• **Exercise requirements**
From the piece on composite materials below, reproduce word for word everything from "What do you" down to "of their use.".
** start Supplied text **
What do you have in common with a lacrosse stick?

Modern lacrosse sticks are made of sophisticated composites specifically designed for the conditions and wear encountered in their use. Humans are also made of composites and replacement parts made of composite materials may extend our use.

When Ken Reifsnider was playing intramural lacrosse at Johns Hopkins, stick fracture was common. He, a couple of classmates, a retired professor, and a Canadian manufacturer set out to correct that. As a result, the first composite lacrosse stick was designed in 1970.

Reifsnider went on to become professor of engineering science and mechanics at Virginia Tech, and founded the Materials Response Group and the MRLife code — a computer program used to predict the strength and life of materials in the complex arenas of their use.

The lacrosse stick was the young engineer's first use of composites to solve a problem. The second step was a jet fighter — the F-16. "That was when I first tested composite use in a complex environment." The Materials Response Group was asked to look at how long complex composite laminates would last under extreme environmental conditions, including high temperature and moisture.

The final step in the evolution of the computer code was a request from General Electric to develop and test ceramic composites that could be used for turbines. "To make power, you need heat and force. In order to keep our lights burning, they needed turbines made of a material that maintained its strength in the presence of great heat," says Reifsnider.

The researchers developed MRLife, a computer program that considers all information regarding all the materials in a product and all the conditions of a product's use. MRLife has been used to design jet engines and pool sticks; hip joints and oil-field pipe; the structures of cars, trucks, and airplanes; and golf clubs. The code predicts remaining strength and life in the presence of complex applied conditions that include thermal and chemical environments and mechanical loading.

Thermal and chemical environments? "If you play golf in the cool mists of Scotland and the dry heat of Arizona, those conditions are entered into the program -- for your golf club or your hip stem," explains Reifsnider.

Mechanical loading? If you were testing a truck's structure, "mechanical loading" would mean how much a truck bounces down the road and how much weight it supports.

"The program accounts for aging and changes that occur with time," he says. "It doesn't assume that conditions of use or of the materials remain constant. MRLife doesn't actually measure life, but the conditions of the product after a period of time.”
** end Supplied text **
** start Material **
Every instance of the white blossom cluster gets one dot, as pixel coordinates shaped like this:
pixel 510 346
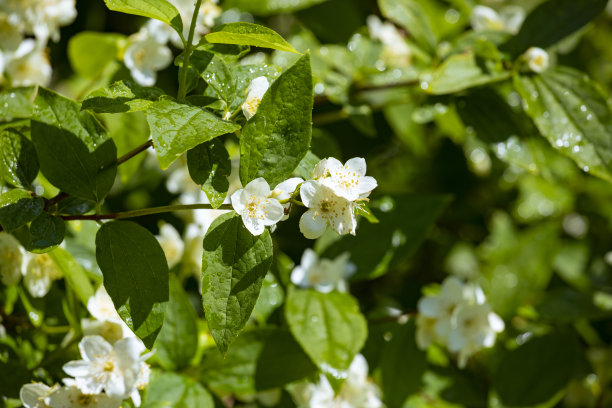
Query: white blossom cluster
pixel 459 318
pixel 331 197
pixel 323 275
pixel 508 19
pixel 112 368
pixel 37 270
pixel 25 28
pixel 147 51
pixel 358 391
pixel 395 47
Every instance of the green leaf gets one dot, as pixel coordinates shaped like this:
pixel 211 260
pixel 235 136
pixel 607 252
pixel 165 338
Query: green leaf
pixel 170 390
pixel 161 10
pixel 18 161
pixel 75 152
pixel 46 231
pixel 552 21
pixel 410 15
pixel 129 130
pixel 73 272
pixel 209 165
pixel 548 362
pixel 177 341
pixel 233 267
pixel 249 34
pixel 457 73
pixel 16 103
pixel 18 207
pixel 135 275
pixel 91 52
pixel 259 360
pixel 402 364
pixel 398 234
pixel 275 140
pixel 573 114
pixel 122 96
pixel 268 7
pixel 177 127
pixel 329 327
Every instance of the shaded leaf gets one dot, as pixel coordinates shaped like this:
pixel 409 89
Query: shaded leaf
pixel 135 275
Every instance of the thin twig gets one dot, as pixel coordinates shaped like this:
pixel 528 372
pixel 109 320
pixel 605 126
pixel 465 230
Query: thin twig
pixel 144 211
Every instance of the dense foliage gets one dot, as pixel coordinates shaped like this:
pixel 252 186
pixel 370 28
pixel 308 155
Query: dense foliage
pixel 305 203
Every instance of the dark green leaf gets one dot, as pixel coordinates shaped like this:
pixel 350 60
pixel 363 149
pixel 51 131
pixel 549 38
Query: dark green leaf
** end Material **
• **Exercise answer**
What do you have in common with a lacrosse stick?

Modern lacrosse sticks are made of sophisticated composites specifically designed for the conditions and wear encountered in their use. Humans are also made of composites and replacement parts made of composite materials may extend our use.

When Ken Reifsnider was playing intramural lacrosse at Johns Hopkins, stick fracture was common. He, a couple of classmates, a retired professor, and a Canadian manufacturer set out to correct that. As a result, the first composite lacrosse stick was designed in 1970.

Reifsnider went on to become professor of engineering science and mechanics at Virginia Tech, and founded the Materials Response Group and the MRLife code — a computer program used to predict the strength and life of materials in the complex arenas of their use.